→ **Short task**
Write out the material below exactly, beginning at the line that contains "on the pink" and ending with its last line, both ends included; write nothing else.

[Records of labeled points]
* * * * *

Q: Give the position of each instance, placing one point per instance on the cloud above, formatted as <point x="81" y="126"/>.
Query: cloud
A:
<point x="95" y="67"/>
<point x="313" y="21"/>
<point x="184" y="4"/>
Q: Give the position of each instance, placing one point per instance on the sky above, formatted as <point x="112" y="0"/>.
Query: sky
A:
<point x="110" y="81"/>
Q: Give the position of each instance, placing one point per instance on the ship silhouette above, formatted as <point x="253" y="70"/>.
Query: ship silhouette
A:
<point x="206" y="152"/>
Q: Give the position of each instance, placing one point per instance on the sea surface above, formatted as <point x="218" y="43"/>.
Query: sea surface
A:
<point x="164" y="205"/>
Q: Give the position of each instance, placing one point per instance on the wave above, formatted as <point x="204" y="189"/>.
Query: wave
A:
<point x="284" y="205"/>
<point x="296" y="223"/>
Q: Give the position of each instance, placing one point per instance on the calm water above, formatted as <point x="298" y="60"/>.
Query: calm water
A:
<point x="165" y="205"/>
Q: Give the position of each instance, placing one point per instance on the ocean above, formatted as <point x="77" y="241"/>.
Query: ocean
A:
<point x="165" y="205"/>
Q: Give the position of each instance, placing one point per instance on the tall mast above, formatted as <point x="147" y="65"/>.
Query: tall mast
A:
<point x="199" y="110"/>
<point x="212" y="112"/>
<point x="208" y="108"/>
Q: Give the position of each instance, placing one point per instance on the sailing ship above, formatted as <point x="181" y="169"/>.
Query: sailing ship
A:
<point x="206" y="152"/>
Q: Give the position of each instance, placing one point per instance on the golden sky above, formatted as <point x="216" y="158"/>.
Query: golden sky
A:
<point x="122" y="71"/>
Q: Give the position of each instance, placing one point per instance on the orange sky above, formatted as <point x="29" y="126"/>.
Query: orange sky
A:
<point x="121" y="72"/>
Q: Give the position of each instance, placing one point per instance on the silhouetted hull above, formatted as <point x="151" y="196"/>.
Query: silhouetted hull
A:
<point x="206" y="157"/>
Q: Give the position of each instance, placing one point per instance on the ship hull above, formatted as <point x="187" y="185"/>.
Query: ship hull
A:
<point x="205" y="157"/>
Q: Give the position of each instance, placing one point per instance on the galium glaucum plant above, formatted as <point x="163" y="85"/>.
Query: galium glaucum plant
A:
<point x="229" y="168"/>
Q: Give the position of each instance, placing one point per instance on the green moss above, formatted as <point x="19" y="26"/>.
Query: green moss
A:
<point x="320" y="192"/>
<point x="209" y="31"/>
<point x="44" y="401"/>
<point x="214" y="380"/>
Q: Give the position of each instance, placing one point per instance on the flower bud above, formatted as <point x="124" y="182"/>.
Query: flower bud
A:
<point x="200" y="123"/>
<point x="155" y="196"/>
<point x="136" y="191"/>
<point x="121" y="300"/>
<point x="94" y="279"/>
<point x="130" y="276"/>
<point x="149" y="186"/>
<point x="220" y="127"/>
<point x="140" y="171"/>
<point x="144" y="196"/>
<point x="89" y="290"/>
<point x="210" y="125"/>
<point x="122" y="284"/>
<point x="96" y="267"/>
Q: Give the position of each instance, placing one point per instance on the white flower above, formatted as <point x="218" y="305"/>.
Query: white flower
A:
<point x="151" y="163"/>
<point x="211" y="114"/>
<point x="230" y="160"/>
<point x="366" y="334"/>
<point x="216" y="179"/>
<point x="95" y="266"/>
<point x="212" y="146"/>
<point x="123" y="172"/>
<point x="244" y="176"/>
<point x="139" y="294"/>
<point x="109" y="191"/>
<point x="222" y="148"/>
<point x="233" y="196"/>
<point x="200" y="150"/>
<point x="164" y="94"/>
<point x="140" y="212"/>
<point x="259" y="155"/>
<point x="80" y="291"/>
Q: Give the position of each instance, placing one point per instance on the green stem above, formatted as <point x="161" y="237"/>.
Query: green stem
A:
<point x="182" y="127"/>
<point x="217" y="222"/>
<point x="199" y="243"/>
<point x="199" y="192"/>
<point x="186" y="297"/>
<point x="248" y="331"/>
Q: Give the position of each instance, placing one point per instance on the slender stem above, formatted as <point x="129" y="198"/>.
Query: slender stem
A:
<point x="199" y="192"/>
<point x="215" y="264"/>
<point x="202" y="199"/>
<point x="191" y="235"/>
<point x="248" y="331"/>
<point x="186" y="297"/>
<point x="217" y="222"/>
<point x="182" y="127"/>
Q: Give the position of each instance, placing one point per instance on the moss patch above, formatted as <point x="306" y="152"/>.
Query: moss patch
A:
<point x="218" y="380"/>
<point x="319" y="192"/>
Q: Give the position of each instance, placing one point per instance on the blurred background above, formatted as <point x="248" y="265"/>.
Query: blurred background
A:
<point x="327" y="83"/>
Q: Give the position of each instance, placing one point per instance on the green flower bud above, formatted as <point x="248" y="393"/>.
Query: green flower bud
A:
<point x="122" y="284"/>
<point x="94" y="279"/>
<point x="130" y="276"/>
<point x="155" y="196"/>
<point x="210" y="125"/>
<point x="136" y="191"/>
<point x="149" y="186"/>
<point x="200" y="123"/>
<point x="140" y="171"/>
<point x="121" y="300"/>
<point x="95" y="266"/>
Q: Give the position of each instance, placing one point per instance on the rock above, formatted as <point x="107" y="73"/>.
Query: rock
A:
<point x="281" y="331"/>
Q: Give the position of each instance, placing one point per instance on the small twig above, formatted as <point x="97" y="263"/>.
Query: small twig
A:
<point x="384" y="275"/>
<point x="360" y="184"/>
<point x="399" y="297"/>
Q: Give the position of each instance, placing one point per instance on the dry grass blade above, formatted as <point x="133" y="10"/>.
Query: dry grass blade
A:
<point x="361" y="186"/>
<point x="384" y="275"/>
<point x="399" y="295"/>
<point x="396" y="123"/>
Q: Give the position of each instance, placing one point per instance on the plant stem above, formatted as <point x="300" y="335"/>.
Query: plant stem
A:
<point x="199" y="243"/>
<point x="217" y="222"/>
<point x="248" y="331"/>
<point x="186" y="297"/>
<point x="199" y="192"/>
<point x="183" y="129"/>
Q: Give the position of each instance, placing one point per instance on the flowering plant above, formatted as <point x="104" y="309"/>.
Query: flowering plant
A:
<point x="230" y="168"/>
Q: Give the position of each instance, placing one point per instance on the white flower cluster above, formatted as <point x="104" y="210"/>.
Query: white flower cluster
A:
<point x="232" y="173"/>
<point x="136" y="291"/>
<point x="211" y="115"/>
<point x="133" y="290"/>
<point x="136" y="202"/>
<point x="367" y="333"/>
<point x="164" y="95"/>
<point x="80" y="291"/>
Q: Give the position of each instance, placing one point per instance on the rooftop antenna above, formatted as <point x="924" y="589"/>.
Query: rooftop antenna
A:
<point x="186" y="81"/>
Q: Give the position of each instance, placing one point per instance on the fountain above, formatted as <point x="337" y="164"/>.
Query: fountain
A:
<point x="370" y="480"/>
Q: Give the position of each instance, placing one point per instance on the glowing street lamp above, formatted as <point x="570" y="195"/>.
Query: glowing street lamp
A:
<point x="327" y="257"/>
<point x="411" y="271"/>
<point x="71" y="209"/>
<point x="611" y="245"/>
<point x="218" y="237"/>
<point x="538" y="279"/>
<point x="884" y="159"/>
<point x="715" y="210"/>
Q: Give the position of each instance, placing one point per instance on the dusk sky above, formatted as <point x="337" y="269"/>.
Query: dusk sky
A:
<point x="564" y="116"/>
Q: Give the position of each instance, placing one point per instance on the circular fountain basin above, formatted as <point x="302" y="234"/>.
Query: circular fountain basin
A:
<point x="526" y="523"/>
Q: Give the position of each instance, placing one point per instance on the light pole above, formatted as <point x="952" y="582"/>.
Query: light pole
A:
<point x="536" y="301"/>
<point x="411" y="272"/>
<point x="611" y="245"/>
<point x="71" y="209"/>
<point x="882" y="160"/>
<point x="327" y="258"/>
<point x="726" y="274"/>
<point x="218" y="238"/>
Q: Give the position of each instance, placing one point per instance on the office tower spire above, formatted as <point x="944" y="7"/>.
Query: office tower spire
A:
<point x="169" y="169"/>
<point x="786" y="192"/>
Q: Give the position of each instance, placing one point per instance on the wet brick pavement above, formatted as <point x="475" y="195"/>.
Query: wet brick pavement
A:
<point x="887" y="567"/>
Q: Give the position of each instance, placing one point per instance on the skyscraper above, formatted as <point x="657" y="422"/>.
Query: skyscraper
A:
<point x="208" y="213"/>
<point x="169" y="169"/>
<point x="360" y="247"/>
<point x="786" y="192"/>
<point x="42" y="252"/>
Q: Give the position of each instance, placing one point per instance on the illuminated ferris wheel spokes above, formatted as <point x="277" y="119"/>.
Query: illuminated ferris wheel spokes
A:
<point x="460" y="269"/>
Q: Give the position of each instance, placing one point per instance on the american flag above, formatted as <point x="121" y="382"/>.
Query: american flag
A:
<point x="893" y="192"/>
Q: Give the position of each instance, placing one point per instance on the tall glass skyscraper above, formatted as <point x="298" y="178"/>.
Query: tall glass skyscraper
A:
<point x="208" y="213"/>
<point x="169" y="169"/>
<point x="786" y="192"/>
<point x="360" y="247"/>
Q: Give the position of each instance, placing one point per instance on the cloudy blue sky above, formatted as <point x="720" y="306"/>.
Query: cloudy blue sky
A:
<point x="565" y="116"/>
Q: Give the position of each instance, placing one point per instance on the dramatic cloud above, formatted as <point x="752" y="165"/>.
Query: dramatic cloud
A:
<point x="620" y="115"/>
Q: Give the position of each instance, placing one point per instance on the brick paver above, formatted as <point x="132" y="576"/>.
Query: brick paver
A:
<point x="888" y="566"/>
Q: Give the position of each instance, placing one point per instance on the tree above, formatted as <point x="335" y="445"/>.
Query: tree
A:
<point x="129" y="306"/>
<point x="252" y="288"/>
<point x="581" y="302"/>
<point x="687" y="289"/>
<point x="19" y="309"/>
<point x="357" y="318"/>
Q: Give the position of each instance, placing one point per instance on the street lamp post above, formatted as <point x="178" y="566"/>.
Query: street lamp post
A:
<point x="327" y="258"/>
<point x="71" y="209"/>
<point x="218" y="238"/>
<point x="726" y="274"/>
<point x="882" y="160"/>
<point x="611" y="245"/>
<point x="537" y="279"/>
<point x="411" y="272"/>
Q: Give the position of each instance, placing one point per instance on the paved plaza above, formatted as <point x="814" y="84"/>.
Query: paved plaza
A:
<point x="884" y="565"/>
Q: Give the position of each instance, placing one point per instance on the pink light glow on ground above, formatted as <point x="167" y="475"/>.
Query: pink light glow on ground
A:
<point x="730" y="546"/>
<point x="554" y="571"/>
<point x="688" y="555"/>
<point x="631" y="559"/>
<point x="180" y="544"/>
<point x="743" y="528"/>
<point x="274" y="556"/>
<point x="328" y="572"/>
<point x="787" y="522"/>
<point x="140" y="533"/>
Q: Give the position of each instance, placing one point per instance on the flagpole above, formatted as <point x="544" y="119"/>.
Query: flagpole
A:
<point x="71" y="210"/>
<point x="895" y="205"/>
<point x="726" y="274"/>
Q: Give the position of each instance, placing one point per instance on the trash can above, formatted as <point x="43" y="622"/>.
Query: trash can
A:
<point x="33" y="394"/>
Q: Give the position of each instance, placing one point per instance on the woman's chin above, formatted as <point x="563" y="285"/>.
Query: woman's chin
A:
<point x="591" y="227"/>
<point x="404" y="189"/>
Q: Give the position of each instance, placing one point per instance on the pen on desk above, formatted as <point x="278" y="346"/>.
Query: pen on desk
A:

* * * * *

→ **Solution for this exercise**
Q: Give the position of each instance, placing one point per instance on the pink light glow on ground above, formatted as <point x="167" y="475"/>.
Query: pink light glow on ground
A:
<point x="730" y="546"/>
<point x="554" y="571"/>
<point x="688" y="555"/>
<point x="631" y="559"/>
<point x="180" y="544"/>
<point x="743" y="528"/>
<point x="274" y="556"/>
<point x="328" y="572"/>
<point x="787" y="522"/>
<point x="140" y="533"/>
Q: Give the position of each instance, placing one point per instance on the flagpole above, formatted as <point x="544" y="119"/>.
Query: flagpole
A:
<point x="71" y="210"/>
<point x="895" y="205"/>
<point x="726" y="274"/>
Q: Give the position of each instance, placing one point per instance on the trash can above, formatted as <point x="43" y="622"/>.
Query: trash can
A:
<point x="33" y="394"/>
Q: Give the position of each instance, placing one point per instance on the woman's chin above, formatted as <point x="563" y="285"/>.
Query: woman's chin
A:
<point x="591" y="227"/>
<point x="404" y="189"/>
Q: Give the position of each instance, placing one point per instance on the pen on desk above, formatted as <point x="278" y="346"/>.
Query: pen on desk
A:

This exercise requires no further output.